[Point-annotation data]
□ □ □

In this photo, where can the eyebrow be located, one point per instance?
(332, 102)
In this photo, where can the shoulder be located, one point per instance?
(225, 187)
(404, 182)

□ □ □

Copy the data word for word, starting at the line that contains "In this photo, where can the shoulder" and running down to the end of the data.

In this photo, where can the shoulder be located, one point per instance?
(225, 187)
(404, 182)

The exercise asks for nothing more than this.